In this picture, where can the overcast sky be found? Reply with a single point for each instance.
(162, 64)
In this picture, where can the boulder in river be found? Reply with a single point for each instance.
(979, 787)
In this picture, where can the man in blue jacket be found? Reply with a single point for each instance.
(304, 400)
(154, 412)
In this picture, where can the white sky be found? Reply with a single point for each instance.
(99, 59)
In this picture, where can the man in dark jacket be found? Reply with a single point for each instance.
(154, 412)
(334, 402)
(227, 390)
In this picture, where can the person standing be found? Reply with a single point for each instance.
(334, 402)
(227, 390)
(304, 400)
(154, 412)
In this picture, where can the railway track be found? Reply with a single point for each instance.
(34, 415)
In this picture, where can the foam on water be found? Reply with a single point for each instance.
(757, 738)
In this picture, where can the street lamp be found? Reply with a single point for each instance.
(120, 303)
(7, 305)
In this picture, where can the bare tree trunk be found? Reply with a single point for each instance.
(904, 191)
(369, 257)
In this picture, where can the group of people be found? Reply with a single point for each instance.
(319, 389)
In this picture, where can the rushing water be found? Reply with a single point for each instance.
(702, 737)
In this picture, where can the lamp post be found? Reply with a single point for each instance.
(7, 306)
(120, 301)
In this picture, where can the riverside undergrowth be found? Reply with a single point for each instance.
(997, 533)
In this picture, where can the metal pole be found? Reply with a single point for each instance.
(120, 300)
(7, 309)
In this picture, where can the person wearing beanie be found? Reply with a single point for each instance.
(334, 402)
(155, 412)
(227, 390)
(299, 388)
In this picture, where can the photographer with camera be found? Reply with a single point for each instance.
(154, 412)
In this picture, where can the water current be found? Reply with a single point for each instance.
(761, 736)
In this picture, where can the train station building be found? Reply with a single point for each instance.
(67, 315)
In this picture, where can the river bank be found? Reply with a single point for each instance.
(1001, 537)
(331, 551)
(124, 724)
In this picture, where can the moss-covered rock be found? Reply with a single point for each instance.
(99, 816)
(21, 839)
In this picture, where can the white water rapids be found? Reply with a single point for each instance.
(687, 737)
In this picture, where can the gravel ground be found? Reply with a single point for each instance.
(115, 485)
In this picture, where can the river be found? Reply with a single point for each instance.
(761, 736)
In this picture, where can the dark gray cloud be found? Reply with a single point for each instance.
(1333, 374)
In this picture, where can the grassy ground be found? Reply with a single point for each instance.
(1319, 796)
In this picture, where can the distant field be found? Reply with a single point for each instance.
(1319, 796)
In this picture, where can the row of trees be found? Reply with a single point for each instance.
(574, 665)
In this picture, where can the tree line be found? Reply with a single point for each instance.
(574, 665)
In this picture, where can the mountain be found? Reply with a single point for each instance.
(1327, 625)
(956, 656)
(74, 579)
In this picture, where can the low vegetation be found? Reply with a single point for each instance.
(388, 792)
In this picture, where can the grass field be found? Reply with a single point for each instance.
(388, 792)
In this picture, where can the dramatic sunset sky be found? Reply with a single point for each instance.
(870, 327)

^^^^^^^^^^^^^^^^

Copy every row above word for word, without changing anything.

* Task solution *
In this picture, where can the overcast sky be found? Reply with a single point for each instance.
(162, 64)
In this picture, where can the boulder in river be found? Reply with a single point for each instance.
(979, 787)
In this picture, where can the man in blue jacket be found? Reply with a single point for each instance.
(304, 400)
(154, 412)
In this picture, where can the white sky be found? Reply with a single point for each instance.
(99, 59)
In this picture, where can the man in dark jacket be found? Reply with a single point for each instance.
(154, 412)
(334, 402)
(227, 390)
In this picture, where can the person standing be found? Reply with a single point for each instance.
(334, 402)
(227, 390)
(304, 400)
(154, 412)
In this picture, where can the railway track be found? Reply with a single point for each instance.
(34, 415)
In this picture, where can the foam on water be found? Reply with a single point for each instance.
(757, 738)
In this picture, where can the street lamp be found? Reply with a single point for each instance.
(120, 303)
(7, 305)
In this picture, where can the bare tree trunk be found? Reply with a single point for each instance.
(904, 191)
(369, 257)
In this picture, where can the group of people be found? Reply with a single point for each instance.
(319, 389)
In this picture, where can the rushing water be found? Reply with a single point for each instance.
(702, 737)
In this picture, where can the lamp post be found? Reply with a single point for each instance.
(7, 306)
(120, 301)
In this picture, where can the riverside undergrowth be found? Reply with a single point for each instance.
(997, 533)
In this picture, where can the metal pole be found? Reply with a single point for each instance.
(120, 300)
(7, 309)
In this picture, where can the person wearing beanie be found? Reply with a single point for each instance.
(334, 402)
(155, 412)
(227, 390)
(299, 388)
In this picture, where can the photographer with camera be found? Reply with a single point for each instance.
(154, 412)
In this picture, where can the water current be found? Reply with a single point for each instance.
(761, 736)
In this picture, where can the train station building be found? Reply with a single point for each instance.
(67, 315)
In this picture, where can the river bank be found? Reply with a single point for each instance.
(1001, 537)
(331, 551)
(124, 724)
In this picture, where can the moss-covered rock be found? Reply with a single point for each instance.
(99, 816)
(21, 839)
In this picture, where can the white water rapids be found? Reply with a single point for each instance.
(687, 737)
In this picture, where can the gravel ground be found? Reply with a single point for each instance.
(115, 485)
In this picture, where can the river be found? Reply with a single point for each instance.
(761, 736)
In this picture, where can the dark gray cloud be found? Reply with a single point for each instance.
(1333, 374)
In this picture, where can the grassy ground be found? Reply with a single point for each instance.
(1319, 796)
In this picture, where can the distant field be found? Reply with a single point for each instance.
(1319, 796)
In this picture, where can the row of trees be found? Reply with a single point for each instance.
(574, 665)
In this picture, where can the tree line be found? Reply with a single point for each instance.
(574, 665)
In this picture, where can the mountain be found? Reply with a single point for each instance.
(1327, 625)
(956, 656)
(74, 579)
In this picture, where can the low vegetation be found? Reply with a single point for each instance.
(388, 792)
In this picture, where can the grass field be found? Reply with a single point for each instance.
(388, 792)
In this picture, where can the dramatic sunset sky be found? Reply with a single point for each instance.
(870, 327)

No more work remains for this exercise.